Stated goal: Copy out each of the entries below word for word, with no changes.

(Mask labeling examples)
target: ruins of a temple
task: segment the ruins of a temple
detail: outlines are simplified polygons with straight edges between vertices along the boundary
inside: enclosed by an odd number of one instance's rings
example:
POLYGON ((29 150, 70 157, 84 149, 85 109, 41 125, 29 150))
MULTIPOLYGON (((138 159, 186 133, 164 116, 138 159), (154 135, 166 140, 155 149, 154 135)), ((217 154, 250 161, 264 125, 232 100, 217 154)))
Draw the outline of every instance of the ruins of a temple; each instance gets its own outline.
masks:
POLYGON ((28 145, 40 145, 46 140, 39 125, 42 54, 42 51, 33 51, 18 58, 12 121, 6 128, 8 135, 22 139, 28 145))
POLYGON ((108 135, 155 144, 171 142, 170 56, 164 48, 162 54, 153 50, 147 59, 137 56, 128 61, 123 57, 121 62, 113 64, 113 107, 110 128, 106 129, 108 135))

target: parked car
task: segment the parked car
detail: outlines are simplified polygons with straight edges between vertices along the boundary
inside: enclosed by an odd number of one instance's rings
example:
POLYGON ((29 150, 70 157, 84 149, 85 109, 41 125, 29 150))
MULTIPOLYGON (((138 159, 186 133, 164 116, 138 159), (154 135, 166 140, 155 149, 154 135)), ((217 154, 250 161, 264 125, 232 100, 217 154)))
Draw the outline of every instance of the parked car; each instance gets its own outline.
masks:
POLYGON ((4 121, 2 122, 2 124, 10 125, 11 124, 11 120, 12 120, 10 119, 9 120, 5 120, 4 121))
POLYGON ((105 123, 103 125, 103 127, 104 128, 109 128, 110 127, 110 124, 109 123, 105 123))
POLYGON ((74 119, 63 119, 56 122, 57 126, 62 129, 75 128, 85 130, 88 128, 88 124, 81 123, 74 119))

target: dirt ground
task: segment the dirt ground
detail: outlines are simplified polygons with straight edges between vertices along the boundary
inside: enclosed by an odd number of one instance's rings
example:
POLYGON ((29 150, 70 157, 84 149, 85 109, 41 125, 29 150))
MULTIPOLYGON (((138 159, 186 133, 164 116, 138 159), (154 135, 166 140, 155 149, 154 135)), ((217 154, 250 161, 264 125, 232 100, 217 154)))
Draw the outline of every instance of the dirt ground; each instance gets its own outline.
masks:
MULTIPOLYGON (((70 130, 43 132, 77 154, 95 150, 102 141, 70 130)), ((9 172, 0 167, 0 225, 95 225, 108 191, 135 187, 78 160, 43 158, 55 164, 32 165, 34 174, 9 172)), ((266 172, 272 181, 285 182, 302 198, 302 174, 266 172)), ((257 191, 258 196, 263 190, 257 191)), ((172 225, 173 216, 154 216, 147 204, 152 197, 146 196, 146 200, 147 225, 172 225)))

Complete response:
target: ruins of a temple
task: segment the ruins of a temple
detail: outlines are simplified polygons with straight edges between vertices along the boundary
inside: enclosed by an odd number of one instance's rings
example:
POLYGON ((29 150, 70 157, 84 149, 85 109, 41 125, 29 150))
MULTIPOLYGON (((138 159, 186 133, 164 116, 138 159), (154 135, 166 140, 155 149, 154 135)), ((217 154, 250 161, 264 125, 232 100, 217 154)))
Draw the outline of every instance of the ruins of a temple; each instance gets its own outline.
masks:
POLYGON ((28 145, 40 145, 46 140, 39 125, 42 54, 42 51, 33 51, 18 58, 12 121, 6 128, 8 135, 22 139, 28 145))
POLYGON ((108 135, 155 144, 171 142, 170 56, 164 48, 162 54, 153 50, 147 59, 137 56, 128 61, 123 57, 121 62, 113 64, 113 107, 110 128, 106 129, 108 135))

target: parked car
task: segment the parked car
detail: outlines are simplified polygons with straight edges between vertices along the boundary
inside: enclosed by an odd number of one instance's rings
example:
POLYGON ((29 150, 70 157, 84 149, 85 109, 41 125, 29 150))
MULTIPOLYGON (((138 159, 186 133, 164 116, 138 159), (154 135, 166 140, 155 149, 154 135)), ((217 154, 250 161, 264 125, 232 100, 217 154)))
Draw the outline of every instance of the parked car; each instance gets its own outline.
masks:
POLYGON ((4 121, 2 122, 2 124, 10 125, 11 124, 11 120, 12 120, 10 119, 9 120, 5 120, 4 121))
POLYGON ((105 123, 103 125, 103 127, 104 128, 109 128, 110 127, 110 124, 109 123, 105 123))
POLYGON ((74 119, 63 119, 56 122, 57 126, 62 129, 75 128, 85 130, 88 128, 88 124, 81 123, 74 119))

target: dirt ground
task: segment the dirt ground
detail: outlines are simplified polygons with straight edges between vertices along the boundary
inside: enclosed by an odd number of one instance's rings
example:
POLYGON ((29 150, 70 157, 84 149, 85 109, 41 125, 29 150))
MULTIPOLYGON (((138 159, 186 133, 164 116, 138 159), (154 135, 166 140, 155 149, 154 135)), ((217 154, 250 161, 264 125, 232 100, 217 154)))
Draw the outline of every instance of the dirt ground; each instance gets its own outline.
masks:
MULTIPOLYGON (((70 130, 43 132, 77 154, 95 150, 102 141, 70 130)), ((9 172, 0 167, 0 225, 95 225, 108 191, 135 187, 78 160, 43 158, 55 164, 32 165, 34 174, 9 172)), ((266 172, 272 181, 285 182, 302 198, 302 174, 266 172)), ((257 191, 258 196, 263 190, 257 191)), ((172 225, 173 216, 154 216, 147 204, 152 197, 146 196, 146 200, 147 225, 172 225)))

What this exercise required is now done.